**EXERCISE OBJECTIVE**
Only an exact retyping of all the entries counts as an answer.
- - - - - - -
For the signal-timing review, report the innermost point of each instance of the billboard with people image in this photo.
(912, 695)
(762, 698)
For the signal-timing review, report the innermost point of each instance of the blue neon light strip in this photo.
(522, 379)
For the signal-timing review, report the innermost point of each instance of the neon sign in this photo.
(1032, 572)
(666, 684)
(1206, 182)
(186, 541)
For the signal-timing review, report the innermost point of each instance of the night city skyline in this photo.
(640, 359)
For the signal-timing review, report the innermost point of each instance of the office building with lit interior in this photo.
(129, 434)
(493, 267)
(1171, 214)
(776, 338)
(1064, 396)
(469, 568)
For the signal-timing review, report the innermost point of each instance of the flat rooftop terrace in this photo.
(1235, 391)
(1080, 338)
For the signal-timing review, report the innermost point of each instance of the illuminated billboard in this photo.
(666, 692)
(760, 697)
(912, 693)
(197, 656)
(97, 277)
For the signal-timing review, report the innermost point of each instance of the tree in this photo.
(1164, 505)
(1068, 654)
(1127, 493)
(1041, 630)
- - - - - - -
**ANSWER TO THE EXERCISE**
For the signal-timing review, report the innermost point of each instance of the billboard with people image in this photo.
(912, 695)
(762, 698)
For the signal-timing review, report the innermost point of each instance of the blue neon light strip in this photo.
(522, 379)
For the signal-timing review, report the innermost point of each instance of the neon sign in this photo.
(1032, 572)
(666, 684)
(1206, 182)
(186, 541)
For the signal-timing review, report the innermost point of each instance of the night city skyline in this photo.
(640, 359)
For the signal-timing review, report the innermost point of each instance of the office building with lit interior in this photo.
(129, 434)
(493, 267)
(1171, 214)
(776, 338)
(1064, 396)
(469, 568)
For the signal-timing review, report the innermost point of each instance of the flat rooftop terrace in this photo.
(1235, 391)
(1080, 338)
For the signal-timing review, report the innermost point of each instance of the illuminated billboard in this photo.
(666, 692)
(760, 697)
(912, 693)
(197, 656)
(97, 277)
For the signal-timing review, report the innermost point of each instance of the tree in this photo.
(1164, 505)
(1068, 654)
(1127, 493)
(1041, 630)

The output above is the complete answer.